_Aim of the exercise_.
Print the stretch of records from the line containing "Detect the chandelier in" through the line containing "[0,327,640,427]", reproducing each line unchanged and including both end lines.

_Records to use_.
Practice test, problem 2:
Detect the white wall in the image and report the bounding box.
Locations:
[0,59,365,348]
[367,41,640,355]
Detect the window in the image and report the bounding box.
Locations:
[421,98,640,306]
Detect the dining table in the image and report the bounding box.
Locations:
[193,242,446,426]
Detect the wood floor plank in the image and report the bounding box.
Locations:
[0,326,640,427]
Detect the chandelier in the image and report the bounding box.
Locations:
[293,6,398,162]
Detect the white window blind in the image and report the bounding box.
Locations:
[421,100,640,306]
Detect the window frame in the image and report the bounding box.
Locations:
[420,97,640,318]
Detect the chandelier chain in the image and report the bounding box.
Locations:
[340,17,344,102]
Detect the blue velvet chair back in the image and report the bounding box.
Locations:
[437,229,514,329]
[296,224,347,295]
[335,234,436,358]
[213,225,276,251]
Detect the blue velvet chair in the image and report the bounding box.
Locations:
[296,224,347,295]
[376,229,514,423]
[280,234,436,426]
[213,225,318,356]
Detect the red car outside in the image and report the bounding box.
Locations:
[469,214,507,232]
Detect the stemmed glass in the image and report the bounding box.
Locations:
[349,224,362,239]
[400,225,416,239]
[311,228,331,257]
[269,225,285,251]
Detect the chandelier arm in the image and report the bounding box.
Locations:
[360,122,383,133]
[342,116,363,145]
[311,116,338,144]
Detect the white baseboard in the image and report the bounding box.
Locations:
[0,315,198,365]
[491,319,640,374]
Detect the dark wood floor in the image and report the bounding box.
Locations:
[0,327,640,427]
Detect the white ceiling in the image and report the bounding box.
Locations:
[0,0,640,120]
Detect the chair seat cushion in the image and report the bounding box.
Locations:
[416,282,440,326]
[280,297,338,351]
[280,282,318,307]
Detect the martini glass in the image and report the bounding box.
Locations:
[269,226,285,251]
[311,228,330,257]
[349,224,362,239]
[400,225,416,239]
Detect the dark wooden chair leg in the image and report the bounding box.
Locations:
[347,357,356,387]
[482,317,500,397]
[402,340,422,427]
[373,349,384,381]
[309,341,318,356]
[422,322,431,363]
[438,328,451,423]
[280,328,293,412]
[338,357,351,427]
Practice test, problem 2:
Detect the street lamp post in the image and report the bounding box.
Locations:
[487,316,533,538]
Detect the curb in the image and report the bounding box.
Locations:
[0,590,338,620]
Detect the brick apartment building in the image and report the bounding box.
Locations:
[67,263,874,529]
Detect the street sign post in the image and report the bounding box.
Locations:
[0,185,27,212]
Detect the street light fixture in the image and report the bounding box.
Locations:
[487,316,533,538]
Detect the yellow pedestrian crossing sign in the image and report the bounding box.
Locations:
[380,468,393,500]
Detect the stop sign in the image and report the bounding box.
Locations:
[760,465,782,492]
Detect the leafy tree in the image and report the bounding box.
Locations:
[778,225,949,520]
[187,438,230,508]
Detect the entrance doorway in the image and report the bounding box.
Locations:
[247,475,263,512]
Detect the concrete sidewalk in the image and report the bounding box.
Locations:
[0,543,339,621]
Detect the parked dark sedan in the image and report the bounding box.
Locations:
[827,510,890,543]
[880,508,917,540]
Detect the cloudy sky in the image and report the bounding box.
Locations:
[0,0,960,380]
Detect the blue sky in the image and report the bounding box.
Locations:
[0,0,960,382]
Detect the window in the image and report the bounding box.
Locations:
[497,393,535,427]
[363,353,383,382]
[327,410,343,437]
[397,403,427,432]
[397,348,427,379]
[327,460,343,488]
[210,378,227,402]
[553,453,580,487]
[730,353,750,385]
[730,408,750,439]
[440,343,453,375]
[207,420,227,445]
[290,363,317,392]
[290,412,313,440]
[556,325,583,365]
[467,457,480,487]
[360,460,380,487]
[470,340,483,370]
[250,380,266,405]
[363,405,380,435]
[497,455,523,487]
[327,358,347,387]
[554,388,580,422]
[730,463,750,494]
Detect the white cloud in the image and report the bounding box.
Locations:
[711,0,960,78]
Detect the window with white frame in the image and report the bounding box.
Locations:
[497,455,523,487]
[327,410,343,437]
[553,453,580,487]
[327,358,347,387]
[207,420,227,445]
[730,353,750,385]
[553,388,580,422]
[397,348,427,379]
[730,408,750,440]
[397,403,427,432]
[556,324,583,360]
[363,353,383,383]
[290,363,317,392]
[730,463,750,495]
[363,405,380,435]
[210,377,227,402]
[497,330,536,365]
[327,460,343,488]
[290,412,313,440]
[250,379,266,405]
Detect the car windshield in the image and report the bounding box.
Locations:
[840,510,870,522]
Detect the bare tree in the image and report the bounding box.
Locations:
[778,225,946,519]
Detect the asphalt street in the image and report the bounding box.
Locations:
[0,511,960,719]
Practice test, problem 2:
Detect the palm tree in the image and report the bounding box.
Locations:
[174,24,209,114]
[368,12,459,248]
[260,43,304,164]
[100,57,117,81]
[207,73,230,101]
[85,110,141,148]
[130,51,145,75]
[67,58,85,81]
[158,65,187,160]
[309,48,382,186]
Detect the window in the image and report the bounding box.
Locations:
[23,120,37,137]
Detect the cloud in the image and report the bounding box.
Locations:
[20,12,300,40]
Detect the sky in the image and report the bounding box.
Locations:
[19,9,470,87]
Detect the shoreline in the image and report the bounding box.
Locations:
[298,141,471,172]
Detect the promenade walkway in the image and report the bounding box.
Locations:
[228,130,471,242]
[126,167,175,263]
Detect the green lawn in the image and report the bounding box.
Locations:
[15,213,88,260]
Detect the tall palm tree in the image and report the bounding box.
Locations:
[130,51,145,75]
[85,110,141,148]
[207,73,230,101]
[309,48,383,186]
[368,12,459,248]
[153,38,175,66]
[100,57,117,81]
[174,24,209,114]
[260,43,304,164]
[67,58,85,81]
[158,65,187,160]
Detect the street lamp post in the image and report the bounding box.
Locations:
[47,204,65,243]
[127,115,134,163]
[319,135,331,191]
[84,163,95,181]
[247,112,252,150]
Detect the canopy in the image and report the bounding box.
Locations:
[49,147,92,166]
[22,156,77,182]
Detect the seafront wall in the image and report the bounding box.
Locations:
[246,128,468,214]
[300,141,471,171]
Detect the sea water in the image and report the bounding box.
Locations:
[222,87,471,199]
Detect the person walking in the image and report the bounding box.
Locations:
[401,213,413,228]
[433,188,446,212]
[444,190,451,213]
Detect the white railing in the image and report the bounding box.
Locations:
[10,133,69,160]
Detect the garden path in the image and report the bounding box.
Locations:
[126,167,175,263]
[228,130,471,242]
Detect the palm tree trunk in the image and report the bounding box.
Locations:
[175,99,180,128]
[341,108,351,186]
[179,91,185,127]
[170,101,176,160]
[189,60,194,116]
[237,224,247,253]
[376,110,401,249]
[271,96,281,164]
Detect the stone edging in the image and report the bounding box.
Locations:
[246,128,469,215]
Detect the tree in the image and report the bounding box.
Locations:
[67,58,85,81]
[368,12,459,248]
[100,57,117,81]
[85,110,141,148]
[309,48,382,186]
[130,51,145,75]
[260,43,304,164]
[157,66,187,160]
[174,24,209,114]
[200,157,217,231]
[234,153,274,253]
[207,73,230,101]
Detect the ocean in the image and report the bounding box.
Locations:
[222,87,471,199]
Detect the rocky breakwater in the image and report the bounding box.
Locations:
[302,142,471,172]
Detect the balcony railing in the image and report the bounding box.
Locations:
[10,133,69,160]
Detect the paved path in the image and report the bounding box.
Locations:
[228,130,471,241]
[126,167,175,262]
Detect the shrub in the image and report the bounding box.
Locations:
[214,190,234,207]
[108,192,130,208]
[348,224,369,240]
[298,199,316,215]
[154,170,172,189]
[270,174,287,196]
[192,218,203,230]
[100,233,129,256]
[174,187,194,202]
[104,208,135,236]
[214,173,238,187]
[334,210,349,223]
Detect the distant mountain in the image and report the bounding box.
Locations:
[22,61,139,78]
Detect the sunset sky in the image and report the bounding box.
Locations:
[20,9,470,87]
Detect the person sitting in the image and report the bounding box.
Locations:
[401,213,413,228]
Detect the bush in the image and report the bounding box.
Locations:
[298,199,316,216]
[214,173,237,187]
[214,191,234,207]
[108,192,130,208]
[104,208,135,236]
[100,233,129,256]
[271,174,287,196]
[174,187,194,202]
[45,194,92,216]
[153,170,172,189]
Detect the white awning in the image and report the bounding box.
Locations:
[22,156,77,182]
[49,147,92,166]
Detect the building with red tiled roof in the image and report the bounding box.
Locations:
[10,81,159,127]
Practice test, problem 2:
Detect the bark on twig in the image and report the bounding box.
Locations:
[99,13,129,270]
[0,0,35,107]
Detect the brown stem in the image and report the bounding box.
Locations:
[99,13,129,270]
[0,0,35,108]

_Answer_.
Detect the chandelier in the image and report the bounding box.
Locations:
[293,6,398,162]
Detect the white window blind in the image and report the bounding box.
Locations:
[421,100,640,306]
Detect the window frame in the image and report the bounding box.
Locations:
[420,97,640,318]
Detect the chandelier chain in the image and report the bounding box.
Locations:
[340,17,344,102]
Detect the blue velvet chair back in the image and report the bounding box.
Locations:
[437,229,514,329]
[296,224,347,295]
[335,234,436,358]
[213,225,276,251]
Detect the blue velvet chair in the image and report the bounding box.
Locations:
[296,224,347,295]
[376,229,514,423]
[280,234,436,426]
[213,225,318,356]
Detect the red car outside in the image and report the bounding box.
Locations:
[469,214,507,232]
Detect the stemmed glass in the image and report the bounding box.
Locations:
[349,224,362,239]
[400,225,416,239]
[311,228,331,257]
[269,225,285,251]
Detect the chandelier arm in the image and report the bounding box.
Locations:
[360,122,383,133]
[342,116,363,145]
[311,116,338,144]
Detect the white baseboard in the image and report the bounding box.
Locations:
[0,315,198,365]
[491,319,640,374]
Detect the dark wood floor in the image and report the bounding box.
Locations:
[0,327,640,427]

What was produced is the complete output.